• WHAT IS BEING ASKED:
Rescale the entries from the line containing "Trace the outline of every instance of the rear" through the line containing "130), (437, 134)]]", both lines included, and return only those lines. Keep the request text unchanged, multiply every coordinate in the answers by 0.2, and round to the nearest whole number, with halves going up.

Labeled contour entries
* begin *
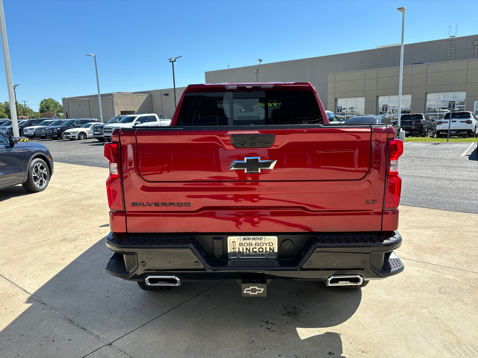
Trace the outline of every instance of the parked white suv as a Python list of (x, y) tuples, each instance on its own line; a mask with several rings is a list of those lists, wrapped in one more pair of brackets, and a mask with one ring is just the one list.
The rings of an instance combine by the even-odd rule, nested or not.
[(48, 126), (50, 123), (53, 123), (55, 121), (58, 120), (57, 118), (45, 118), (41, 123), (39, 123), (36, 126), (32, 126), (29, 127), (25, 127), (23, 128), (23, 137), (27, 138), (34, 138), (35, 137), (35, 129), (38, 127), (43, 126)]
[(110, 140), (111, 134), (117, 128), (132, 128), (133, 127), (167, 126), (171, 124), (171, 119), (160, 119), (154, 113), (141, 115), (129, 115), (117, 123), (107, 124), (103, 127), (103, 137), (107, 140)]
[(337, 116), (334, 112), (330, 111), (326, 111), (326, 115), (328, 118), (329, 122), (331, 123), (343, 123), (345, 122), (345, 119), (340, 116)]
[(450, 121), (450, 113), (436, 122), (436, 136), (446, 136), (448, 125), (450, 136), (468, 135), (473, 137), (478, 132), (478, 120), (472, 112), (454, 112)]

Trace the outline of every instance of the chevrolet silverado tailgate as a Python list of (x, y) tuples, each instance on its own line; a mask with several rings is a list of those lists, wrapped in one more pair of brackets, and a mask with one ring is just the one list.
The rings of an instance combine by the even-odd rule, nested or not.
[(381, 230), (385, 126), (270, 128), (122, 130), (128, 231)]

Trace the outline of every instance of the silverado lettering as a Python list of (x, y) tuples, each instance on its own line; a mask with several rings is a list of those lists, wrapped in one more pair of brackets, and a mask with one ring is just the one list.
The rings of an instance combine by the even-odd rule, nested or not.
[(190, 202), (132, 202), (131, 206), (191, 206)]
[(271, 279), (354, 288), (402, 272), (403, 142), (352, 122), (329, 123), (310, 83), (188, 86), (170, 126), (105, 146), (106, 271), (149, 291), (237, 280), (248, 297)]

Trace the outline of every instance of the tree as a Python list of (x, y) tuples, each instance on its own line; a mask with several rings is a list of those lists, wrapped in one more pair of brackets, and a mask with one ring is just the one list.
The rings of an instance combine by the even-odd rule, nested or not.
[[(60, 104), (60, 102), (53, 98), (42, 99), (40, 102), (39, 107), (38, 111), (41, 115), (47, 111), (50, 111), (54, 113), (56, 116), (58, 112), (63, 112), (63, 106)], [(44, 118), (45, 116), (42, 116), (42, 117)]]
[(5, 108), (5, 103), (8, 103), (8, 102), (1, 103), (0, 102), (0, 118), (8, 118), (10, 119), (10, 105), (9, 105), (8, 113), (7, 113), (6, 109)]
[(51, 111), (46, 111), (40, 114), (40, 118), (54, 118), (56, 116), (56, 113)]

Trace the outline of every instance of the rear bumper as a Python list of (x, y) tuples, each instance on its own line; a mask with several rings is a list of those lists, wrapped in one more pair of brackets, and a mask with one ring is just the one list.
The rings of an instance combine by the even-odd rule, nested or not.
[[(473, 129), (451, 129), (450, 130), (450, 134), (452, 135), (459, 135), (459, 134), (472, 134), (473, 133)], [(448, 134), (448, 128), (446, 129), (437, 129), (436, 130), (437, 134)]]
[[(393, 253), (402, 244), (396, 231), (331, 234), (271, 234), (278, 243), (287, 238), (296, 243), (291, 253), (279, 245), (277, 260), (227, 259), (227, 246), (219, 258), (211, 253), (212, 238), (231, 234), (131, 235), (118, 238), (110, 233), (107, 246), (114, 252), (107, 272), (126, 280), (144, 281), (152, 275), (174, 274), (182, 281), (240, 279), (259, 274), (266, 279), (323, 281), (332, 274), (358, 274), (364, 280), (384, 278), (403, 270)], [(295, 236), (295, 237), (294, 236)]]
* end *
* begin *
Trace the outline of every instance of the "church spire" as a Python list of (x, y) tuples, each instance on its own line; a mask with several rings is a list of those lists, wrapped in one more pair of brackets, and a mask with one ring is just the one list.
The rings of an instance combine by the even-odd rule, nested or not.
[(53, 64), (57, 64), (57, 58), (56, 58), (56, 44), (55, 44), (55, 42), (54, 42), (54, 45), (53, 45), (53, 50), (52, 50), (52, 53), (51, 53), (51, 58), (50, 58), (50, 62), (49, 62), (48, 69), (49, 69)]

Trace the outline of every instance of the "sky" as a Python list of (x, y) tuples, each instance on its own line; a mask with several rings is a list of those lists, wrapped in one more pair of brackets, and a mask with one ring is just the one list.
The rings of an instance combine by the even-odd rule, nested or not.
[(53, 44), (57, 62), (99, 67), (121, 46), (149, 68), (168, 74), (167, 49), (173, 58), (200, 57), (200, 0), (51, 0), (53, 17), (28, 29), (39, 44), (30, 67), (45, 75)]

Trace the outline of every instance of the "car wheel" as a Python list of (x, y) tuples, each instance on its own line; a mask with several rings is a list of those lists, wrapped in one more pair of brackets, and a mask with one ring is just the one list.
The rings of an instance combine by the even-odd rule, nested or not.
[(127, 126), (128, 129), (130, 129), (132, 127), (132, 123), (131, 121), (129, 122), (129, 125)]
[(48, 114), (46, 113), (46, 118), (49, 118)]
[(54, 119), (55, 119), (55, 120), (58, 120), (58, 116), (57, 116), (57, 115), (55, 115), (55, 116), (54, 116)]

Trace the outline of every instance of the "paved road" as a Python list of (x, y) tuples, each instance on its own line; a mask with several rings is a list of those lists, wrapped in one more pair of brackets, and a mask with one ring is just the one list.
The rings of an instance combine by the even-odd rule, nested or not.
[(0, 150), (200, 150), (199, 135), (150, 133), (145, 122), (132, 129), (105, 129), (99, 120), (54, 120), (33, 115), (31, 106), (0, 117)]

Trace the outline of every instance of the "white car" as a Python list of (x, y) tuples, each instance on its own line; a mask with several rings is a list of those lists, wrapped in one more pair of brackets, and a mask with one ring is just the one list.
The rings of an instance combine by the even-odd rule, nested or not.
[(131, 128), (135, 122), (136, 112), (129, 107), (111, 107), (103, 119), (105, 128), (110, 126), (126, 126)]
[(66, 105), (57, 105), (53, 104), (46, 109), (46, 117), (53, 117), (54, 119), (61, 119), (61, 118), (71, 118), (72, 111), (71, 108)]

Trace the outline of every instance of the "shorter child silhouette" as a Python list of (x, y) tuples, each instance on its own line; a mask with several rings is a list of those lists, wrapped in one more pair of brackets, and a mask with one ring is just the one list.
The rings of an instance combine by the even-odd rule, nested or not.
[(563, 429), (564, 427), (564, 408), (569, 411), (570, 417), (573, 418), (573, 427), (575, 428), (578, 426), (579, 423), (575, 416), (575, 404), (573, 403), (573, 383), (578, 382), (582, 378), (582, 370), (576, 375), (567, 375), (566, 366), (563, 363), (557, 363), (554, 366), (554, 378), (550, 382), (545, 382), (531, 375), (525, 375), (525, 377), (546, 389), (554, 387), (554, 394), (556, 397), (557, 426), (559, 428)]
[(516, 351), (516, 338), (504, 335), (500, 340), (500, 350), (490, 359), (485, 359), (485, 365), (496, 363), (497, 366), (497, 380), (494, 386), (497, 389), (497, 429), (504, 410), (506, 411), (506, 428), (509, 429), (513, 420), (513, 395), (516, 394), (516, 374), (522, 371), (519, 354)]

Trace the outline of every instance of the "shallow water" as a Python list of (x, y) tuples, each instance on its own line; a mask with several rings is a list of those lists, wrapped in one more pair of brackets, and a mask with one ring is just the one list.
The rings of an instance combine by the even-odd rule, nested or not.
* end *
• FULL RESPONSE:
Trace the outline of every instance of the rear bumper as a Python list of (x, y) tuples, each instance on its own line; a mask with several rings is a list of those lists, wrapped in one more pair of brackets, and a mask with one ring is just the one list.
The rings of an instance combine by the even-odd rule, nested or not.
[[(95, 26), (90, 26), (90, 26), (90, 27), (90, 27), (92, 27), (92, 27), (94, 27), (95, 27)], [(90, 27), (90, 26), (89, 26), (87, 26), (87, 26), (87, 27)]]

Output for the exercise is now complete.